WHAT IS NEEDED: When a line of the entries below contains "every", it counts once; state how many such lines there are and nothing else.

------ GIVEN DATA ------

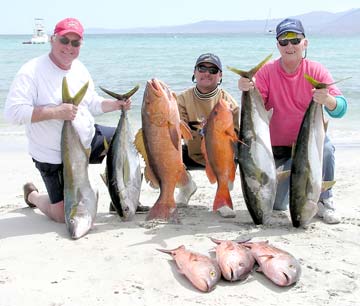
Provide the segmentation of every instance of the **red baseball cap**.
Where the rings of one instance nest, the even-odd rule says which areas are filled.
[[[62,36],[67,33],[75,33],[83,38],[84,28],[79,20],[75,18],[65,18],[56,24],[54,34]]]

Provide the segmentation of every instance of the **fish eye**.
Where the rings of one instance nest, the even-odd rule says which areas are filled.
[[[210,276],[211,277],[216,277],[216,271],[210,271]]]

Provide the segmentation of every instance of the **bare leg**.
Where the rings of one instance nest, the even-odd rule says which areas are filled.
[[[52,204],[47,194],[40,194],[37,191],[31,192],[28,200],[50,219],[65,223],[64,201]]]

------

ANSWER SECTION: 3